Document excerpt>
-- start --

Doesn't the 'Infinite Regression Fallacy' Prove that Time Had a Beginning?

  • Thread starter Thread starter RGCheek
  • Start date Start date
Status
Not open for further replies.
My parents are not sustaining me in existence, neither is the pen sustaining the ink on the paper. They are “once causes”. How is this at all relevant in the discussion of whether there can be an infinite regress of motions?
Right, they are “once causes” (I like that expression), which for Aquinas are a kind of “per accidens” causes.

The problem is that many people confuse “once causes” for real (“per se”) causes. There can be (at least hypothetically) an infinity of “once causes,” because God can create an infinite multitude if He wants to. (Remember that, for God all times are present.)

But there cannot be an infinity of “real” (per se) causes. The buck has to stop somewhere. When you were writing, your pen was applying the ink to the paper; your hand was holding the pen; your arm was sustaining your hand; your arm and hard are parts of your body, which has its being thanks to your soul (moreover, you were writing thanks to operations of your intellect and will, which also have their operation in your soul); your soul (and body and everything) is maintained in existence by God. You see, this “vertical” chain of (per se) causes comes very quickly to the Creator, and it cannot go beyond Him.

-- end --

Objective>
In the forum thread on infinite regress, what does the writer say there can be an infinity of, at least hypothetically, and why? The lines that follow are taken from a separate source.

Records shown>
-- start --

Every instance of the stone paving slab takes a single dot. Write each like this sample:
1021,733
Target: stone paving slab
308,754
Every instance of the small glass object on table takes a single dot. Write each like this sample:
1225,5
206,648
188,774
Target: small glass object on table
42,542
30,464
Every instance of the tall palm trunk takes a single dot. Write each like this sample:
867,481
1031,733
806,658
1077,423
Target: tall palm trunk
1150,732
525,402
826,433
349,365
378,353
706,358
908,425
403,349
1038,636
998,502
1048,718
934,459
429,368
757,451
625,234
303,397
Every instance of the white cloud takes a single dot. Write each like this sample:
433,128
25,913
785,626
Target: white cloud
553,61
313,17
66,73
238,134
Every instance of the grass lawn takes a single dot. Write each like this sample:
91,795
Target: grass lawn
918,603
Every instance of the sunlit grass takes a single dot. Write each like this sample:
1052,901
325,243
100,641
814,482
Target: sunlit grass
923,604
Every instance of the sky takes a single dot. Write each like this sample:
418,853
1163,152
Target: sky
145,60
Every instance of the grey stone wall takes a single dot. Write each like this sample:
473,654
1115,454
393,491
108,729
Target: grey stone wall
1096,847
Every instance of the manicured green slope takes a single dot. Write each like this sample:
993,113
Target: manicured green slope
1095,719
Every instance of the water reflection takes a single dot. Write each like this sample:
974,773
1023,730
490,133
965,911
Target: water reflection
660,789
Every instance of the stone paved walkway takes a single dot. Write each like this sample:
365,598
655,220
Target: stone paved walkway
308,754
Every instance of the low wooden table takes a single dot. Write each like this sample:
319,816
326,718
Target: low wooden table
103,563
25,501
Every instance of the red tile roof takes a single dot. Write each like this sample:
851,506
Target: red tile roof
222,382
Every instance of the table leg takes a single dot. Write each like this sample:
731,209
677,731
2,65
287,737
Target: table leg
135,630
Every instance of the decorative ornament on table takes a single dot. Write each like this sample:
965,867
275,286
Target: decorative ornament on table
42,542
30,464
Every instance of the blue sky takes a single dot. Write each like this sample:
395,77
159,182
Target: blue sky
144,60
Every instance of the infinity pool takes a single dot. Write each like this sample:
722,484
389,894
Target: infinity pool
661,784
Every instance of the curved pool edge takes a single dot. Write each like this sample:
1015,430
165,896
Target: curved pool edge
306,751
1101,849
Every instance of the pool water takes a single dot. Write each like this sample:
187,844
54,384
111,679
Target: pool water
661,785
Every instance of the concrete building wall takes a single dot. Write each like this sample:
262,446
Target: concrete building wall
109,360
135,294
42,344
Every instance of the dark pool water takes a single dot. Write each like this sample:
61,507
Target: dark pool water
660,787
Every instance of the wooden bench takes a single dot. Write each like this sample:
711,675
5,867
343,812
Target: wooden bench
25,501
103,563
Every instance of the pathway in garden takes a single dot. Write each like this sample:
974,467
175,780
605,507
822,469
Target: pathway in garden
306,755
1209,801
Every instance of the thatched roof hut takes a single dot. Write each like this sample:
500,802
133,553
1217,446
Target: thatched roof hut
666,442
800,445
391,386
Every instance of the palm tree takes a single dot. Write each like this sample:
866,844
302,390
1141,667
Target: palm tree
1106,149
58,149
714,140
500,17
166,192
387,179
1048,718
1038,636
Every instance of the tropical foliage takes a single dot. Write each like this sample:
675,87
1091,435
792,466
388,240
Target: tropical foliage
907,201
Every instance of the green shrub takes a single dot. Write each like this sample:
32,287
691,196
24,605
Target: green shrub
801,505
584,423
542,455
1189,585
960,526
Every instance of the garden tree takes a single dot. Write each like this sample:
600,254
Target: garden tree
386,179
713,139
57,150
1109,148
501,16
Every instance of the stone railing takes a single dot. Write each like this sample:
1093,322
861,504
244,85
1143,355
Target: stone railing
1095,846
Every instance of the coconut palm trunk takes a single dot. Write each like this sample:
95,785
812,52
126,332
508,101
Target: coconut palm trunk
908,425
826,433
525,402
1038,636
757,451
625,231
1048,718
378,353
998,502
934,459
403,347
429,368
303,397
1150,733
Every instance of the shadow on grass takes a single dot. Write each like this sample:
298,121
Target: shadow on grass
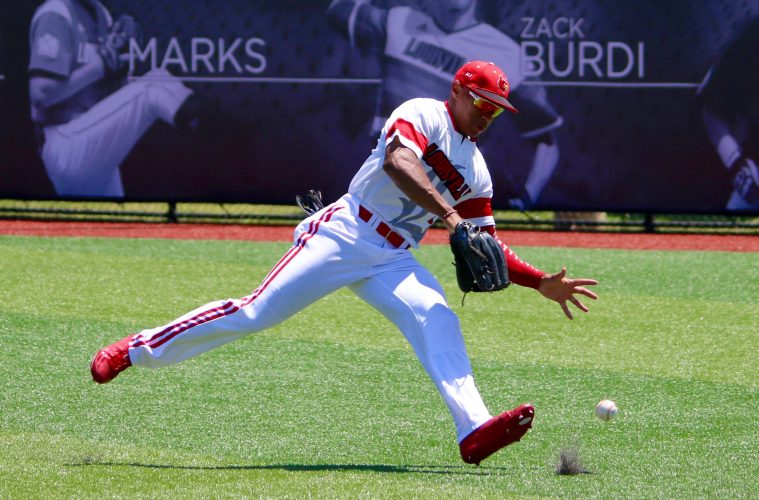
383,468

-- end --

Answer>
There can be an infinity of "once causes," because God can create an infinite multitude if He wants to.